### ИСХОДНЫЙ ТЕКСТ
Основным регионом изначальной славянской миграции на северо-запад Русской равнины В. В. Седов полагал Среднее Повисленье, а причиной массовой миграции – климатические изменения. Двинувшиеся на восток центральноевропейские переселенцы были разноэтничны, «славянский компонент» лишь со временем возобладал в этом смешанном населении.

Окончательно свои взгляды на возникновение и развитие культуры псковских длинных курганов В. В. Седов изложил в нескольких работах, вышедших одна за другой (1995; 1999; 2000; 2005).

В перечисленных работах В. В. Седов окончательно отказывается от объединения псковских и смоленских длинных курганов в единую группу древностей и рассматривает их как различные, хотя и отдаленно связанные, археологические культуры, не совсем одновременные.

Он подробно реконструирует процесс перемещения населения из Центральной Европы на Восточно-Европейскую равнину, отмечая запустение территорий в бассейне Вислы вследствие климатических изменений. Археологическим выражением этого процесса, по мысли В. В. Седова, являются центральноевропейские импорты IV–V вв. на памятниках лесной зоны Восточной Европы: шпоры, удила, пинцеты с резко расширенными лопастями, бритвы, рифленые В-образные пряжки и др.

Культуры третьей четверти I тыс. в лесной зоне Восточной Европы (в том числе и культура псковских длинных курганов) – это новообразования, возникшие в результате взаимодействия гетерогенного пришлого населения с прежними обитателями этих мест. Таким же новообразованием стал и курганный обряд, который развился из захоронений в грунтовых ямках через стадию погребальных площадок, которые со временем стали перекрываться насыпью. Внимательно изучая результаты полевых работ, В. В. Седов отказался от эволюционной цепочки «длинные насыпи – удлиненные – круглые» и рассматривал длинные и круглые курганы в составе тех же могильников как синхронные варианты погребальных сооружений.

### ФРАГМЕНТ НАБОРА ДАННЫХ
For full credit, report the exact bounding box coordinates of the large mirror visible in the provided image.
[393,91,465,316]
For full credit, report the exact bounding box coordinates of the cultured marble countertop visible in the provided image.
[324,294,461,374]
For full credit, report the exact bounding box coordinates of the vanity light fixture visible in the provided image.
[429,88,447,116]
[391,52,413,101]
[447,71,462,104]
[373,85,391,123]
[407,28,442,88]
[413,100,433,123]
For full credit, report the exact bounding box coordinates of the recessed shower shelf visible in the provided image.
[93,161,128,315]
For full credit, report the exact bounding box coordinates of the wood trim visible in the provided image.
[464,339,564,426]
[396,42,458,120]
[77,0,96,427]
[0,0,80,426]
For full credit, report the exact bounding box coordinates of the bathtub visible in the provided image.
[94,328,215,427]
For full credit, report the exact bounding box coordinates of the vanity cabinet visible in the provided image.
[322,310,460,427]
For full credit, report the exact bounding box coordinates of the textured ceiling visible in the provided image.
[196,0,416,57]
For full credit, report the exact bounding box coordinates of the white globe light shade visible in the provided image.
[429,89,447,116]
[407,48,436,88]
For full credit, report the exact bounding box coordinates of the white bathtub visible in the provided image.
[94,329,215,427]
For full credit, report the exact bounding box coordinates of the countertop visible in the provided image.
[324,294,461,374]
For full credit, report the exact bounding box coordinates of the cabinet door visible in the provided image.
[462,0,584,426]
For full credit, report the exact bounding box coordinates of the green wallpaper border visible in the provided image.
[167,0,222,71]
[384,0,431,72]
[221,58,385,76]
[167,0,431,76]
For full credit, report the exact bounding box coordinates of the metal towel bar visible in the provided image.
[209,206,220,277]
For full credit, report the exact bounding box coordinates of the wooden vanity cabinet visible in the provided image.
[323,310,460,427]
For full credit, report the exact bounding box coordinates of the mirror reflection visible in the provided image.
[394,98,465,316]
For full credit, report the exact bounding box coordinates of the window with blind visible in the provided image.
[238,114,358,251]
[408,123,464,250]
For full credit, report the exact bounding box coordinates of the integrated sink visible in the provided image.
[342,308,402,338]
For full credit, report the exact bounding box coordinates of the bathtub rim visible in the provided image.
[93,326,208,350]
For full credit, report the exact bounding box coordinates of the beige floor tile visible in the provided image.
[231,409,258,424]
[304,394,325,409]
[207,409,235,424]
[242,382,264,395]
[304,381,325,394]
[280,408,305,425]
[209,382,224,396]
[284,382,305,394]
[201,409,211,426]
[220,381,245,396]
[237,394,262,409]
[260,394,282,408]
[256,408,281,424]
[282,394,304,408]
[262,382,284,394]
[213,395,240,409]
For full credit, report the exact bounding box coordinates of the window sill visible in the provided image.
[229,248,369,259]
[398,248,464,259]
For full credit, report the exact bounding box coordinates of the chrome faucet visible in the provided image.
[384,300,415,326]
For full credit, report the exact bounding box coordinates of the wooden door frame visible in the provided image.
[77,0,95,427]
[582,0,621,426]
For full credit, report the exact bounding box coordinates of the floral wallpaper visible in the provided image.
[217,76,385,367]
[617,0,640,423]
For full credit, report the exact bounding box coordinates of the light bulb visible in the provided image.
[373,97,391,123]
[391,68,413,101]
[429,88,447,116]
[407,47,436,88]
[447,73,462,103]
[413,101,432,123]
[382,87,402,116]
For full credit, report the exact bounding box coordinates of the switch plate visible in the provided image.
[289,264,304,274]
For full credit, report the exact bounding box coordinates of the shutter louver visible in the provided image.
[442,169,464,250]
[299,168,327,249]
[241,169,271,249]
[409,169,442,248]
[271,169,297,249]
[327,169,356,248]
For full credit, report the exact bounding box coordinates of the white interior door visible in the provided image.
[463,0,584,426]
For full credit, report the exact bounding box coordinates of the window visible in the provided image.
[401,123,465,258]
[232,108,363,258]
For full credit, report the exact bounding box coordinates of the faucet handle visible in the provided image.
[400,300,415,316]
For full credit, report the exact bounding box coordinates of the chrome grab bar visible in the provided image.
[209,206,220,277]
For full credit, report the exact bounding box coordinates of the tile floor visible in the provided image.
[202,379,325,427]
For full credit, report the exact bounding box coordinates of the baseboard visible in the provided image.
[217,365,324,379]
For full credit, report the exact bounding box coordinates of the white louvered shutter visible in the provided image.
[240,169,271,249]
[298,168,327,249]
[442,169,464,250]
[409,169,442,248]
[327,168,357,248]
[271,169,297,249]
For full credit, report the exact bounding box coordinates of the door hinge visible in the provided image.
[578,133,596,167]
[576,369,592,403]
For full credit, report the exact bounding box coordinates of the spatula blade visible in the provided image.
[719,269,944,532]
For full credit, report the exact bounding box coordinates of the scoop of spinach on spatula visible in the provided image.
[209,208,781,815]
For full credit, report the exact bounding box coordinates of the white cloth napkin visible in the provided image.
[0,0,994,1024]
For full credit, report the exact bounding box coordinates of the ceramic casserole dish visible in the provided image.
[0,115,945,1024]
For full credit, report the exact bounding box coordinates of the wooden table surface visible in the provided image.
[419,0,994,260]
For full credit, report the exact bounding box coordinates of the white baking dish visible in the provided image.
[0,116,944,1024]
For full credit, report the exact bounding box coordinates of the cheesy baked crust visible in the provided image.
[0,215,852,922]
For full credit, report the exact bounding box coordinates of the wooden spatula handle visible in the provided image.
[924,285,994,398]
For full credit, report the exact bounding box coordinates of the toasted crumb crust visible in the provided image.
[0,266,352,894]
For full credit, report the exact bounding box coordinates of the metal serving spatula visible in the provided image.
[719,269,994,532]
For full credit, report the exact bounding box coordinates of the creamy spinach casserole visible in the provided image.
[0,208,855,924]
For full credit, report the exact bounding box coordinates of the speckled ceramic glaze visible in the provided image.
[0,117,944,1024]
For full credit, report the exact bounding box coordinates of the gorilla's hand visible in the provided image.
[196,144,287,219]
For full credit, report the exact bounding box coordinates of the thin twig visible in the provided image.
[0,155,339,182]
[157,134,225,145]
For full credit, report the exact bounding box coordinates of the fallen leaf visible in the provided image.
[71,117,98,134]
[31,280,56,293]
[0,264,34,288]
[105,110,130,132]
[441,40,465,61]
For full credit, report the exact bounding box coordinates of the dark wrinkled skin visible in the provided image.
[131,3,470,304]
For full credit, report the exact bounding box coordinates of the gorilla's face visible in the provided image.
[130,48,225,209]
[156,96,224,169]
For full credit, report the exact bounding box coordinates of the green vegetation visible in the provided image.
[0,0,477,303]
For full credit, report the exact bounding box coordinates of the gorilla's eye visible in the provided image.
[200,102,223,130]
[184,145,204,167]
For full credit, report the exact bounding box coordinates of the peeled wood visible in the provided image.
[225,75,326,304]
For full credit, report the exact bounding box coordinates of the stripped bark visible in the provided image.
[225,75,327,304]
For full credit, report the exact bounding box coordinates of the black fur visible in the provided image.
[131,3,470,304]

### ЗАДАНИЯ ДЛЯ ВЫПОЛНЕНИЯ
1 - Перепечатайте из исходного текста отрывок от слов «Основным регионом изначальной» до слов «не совсем одновременные.» включительно.
2 - Перечислите все годы выхода работ В. В. Седова, указанные в исходном тексте.
3 - Изложите суть исходного текста в двух предложениях.
Строки никак не связаны с исходным текстом.

### ОЖИДАЕМЫЕ ОТВЕТЫ
1 -
Основным регионом изначальной славянской миграции на северо-запад Русской равнины В. В. Седов полагал Среднее Повисленье, а причиной массовой миграции – климатические изменения. Двинувшиеся на восток центральноевропейские переселенцы были разноэтничны, «славянский компонент» лишь со временем возобладал в этом смешанном населении.

Окончательно свои взгляды на возникновение и развитие культуры псковских длинных курганов В. В. Седов изложил в нескольких работах, вышедших одна за другой (1995; 1999; 2000; 2005).

В перечисленных работах В. В. Седов окончательно отказывается от объединения псковских и смоленских длинных курганов в единую группу древностей и рассматривает их как различные, хотя и отдаленно связанные, археологические культуры, не совсем одновременные.

2 - 1995, 1999, 2000, 2005

3 - В. В. Седов считал, что массовая славянская миграция на северо-запад Русской равнины шла в основном из Среднего Повисленья и была вызвана климатическими изменениями. Культуру псковских длинных курганов он рассматривал как новообразование, возникшее при взаимодействии гетерогенного пришлого населения с прежними обитателями, отделял её от смоленских длинных курганов как иную культуру и считал длинные и круглые курганы в составе тех же могильников синхронными вариантами погребальных сооружений.